## Task item:
The lines to print are the one containing "Find every instance of the woman's" and every line after it through the end of the entries below. Print them exactly and nothing else.

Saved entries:

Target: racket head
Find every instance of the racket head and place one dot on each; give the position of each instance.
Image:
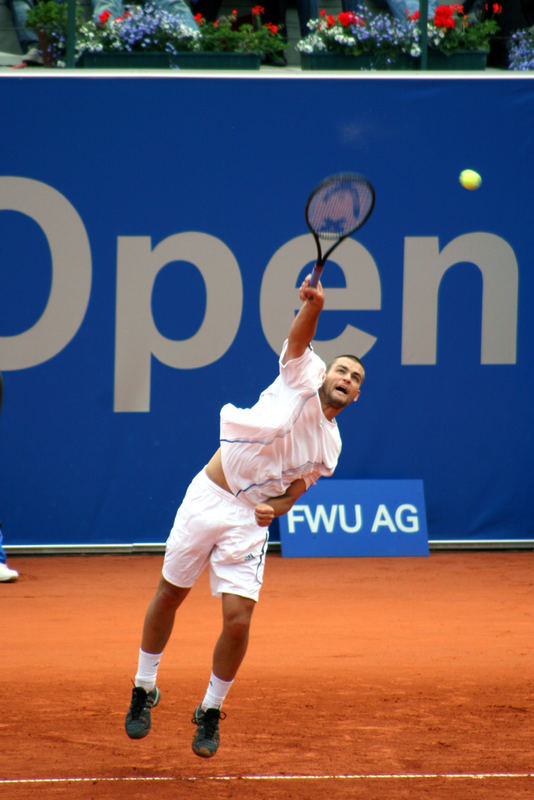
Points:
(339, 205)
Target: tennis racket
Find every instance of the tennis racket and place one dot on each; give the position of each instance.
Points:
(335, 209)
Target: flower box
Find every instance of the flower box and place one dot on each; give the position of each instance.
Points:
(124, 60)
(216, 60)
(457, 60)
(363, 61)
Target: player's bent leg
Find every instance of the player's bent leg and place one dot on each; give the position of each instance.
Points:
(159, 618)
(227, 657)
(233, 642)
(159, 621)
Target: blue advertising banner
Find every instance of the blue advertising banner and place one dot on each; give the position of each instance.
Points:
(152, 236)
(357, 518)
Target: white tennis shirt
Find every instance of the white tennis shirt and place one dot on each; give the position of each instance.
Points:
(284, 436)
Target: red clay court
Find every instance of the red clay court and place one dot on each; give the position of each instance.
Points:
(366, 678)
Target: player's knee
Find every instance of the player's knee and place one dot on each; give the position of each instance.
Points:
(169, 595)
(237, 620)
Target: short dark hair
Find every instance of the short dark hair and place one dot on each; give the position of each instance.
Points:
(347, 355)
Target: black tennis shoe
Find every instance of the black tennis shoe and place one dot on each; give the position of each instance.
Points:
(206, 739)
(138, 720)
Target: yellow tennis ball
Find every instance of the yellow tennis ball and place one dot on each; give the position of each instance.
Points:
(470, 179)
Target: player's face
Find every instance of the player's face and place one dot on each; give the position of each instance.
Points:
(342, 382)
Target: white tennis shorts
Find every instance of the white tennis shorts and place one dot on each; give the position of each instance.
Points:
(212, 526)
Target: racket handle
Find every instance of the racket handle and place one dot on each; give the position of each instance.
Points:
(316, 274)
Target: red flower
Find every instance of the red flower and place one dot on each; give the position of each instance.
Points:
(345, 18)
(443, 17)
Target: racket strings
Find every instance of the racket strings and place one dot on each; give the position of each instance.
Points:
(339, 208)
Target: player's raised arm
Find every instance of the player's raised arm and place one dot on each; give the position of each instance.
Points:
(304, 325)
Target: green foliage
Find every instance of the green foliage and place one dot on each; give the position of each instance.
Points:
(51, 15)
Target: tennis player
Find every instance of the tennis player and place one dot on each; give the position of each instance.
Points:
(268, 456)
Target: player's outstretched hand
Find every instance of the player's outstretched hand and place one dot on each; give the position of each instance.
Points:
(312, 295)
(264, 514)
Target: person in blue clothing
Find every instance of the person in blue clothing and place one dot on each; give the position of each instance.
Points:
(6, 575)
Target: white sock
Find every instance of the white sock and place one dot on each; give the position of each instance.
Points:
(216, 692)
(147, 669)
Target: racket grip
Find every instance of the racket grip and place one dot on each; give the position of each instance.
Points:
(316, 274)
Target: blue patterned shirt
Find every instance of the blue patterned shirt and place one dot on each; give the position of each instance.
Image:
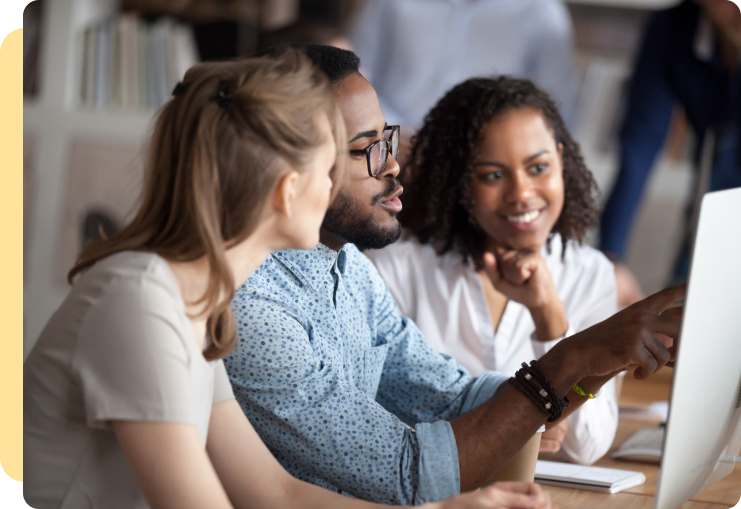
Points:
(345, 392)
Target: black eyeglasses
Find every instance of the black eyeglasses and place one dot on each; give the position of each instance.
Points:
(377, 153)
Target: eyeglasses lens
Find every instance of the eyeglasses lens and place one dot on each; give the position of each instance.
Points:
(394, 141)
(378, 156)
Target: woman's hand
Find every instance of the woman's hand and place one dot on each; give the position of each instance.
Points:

## Solution to the exercise:
Find every instance of the woman's hand and place one dot on each; give the position of each instance.
Points:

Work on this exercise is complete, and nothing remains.